Start of RECORDS PROVIDED

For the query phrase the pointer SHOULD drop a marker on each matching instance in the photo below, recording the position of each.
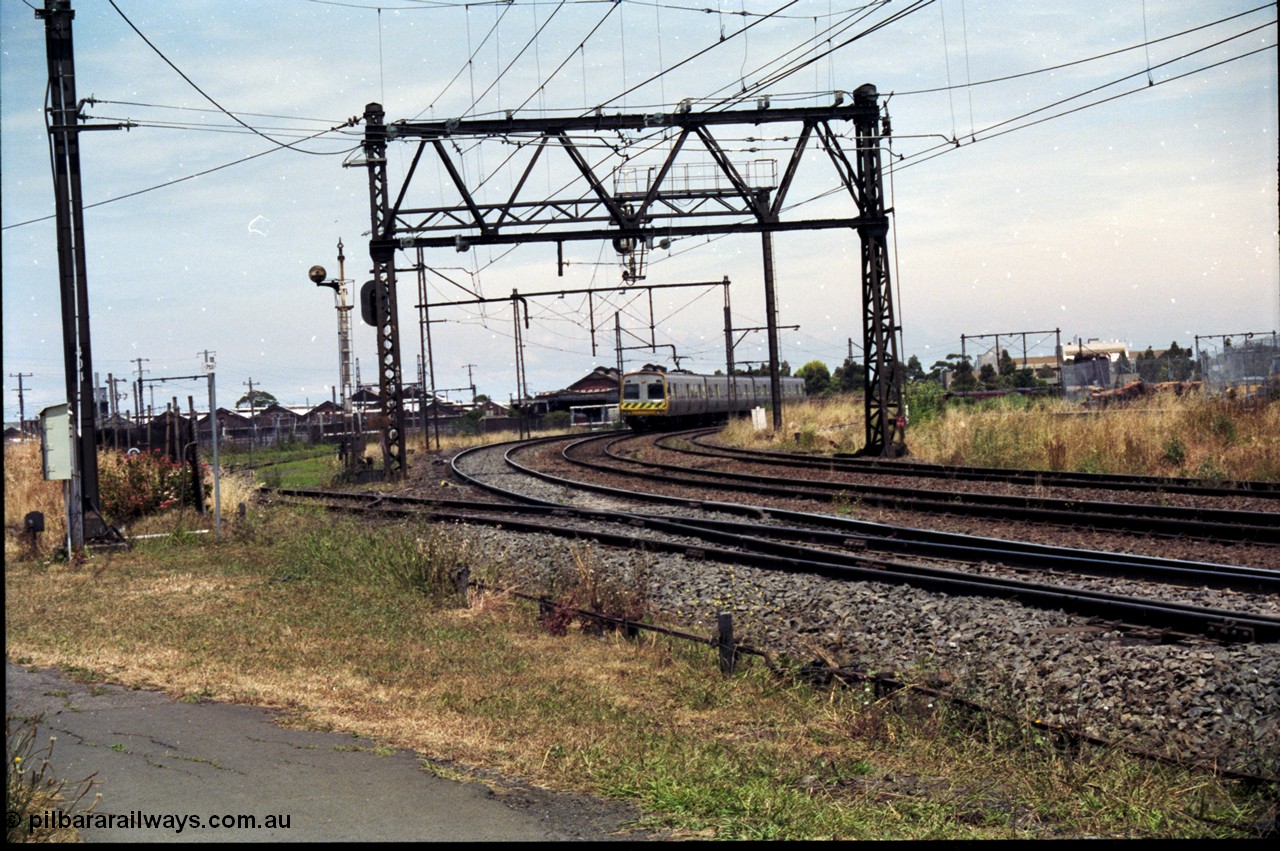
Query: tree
(256, 399)
(914, 371)
(817, 378)
(1006, 364)
(850, 376)
(963, 369)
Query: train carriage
(653, 398)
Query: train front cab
(644, 399)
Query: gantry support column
(383, 256)
(883, 407)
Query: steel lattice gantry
(653, 206)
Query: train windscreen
(639, 388)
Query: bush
(133, 486)
(32, 790)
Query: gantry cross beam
(656, 207)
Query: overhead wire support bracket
(656, 209)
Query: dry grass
(26, 490)
(1162, 435)
(356, 627)
(320, 620)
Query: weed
(1175, 451)
(32, 788)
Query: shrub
(31, 788)
(133, 486)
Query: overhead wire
(192, 83)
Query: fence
(1248, 369)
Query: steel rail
(1215, 622)
(1130, 517)
(773, 556)
(1054, 477)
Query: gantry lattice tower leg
(883, 385)
(389, 384)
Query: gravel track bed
(647, 452)
(548, 457)
(1196, 700)
(1200, 700)
(1244, 554)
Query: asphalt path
(179, 765)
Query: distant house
(598, 387)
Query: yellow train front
(654, 398)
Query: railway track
(799, 580)
(1144, 518)
(699, 444)
(772, 548)
(855, 550)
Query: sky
(1105, 170)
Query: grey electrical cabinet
(55, 442)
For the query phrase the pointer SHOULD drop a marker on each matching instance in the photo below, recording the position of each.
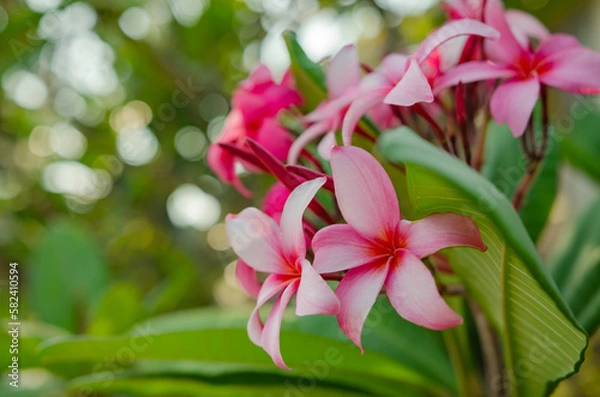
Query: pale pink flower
(400, 81)
(559, 61)
(378, 248)
(280, 251)
(255, 105)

End of RECORDS PROVIDED

WHAT IS EXPECTED:
When you retype the material above, copy each line exactly and drop whatever images appear in it.

ANSWER SECTION:
For the query phrase the pointer SHOULD drop a marker on each matching instance in the photo below, recording the position of each.
Query: tree
(256, 399)
(914, 371)
(817, 378)
(1006, 364)
(850, 376)
(963, 369)
Query: train carriage
(653, 398)
Query: train front cab
(644, 399)
Query: gantry support column
(383, 256)
(883, 407)
Query: steel lattice gantry
(653, 206)
Query: train windscreen
(639, 388)
Query: bush
(133, 486)
(32, 790)
Query: gantry cross beam
(656, 207)
Query: overhead wire support bracket
(656, 209)
Query: dry grass
(26, 490)
(1162, 435)
(356, 627)
(320, 620)
Query: weed
(1175, 451)
(32, 788)
Query: shrub
(31, 788)
(133, 486)
Query: overhead wire
(192, 83)
Query: fence
(1248, 369)
Query: steel rail
(1215, 622)
(1130, 517)
(773, 556)
(1054, 477)
Query: gantry lattice tower leg
(883, 385)
(389, 384)
Query: gravel track bed
(647, 452)
(548, 457)
(1196, 700)
(1200, 700)
(1244, 554)
Query: asphalt path
(179, 765)
Query: distant house
(598, 387)
Query: yellow train front
(654, 398)
Query: railway track
(799, 580)
(1144, 518)
(699, 444)
(772, 548)
(855, 550)
Query: sky
(1105, 170)
Query: grey electrical cabinet
(55, 442)
For the query phrase the pointer SHOULD drop a marker on each matching instance in the photo below, recording the position of each.
Query: pale pink flower
(400, 81)
(559, 61)
(378, 248)
(280, 251)
(255, 105)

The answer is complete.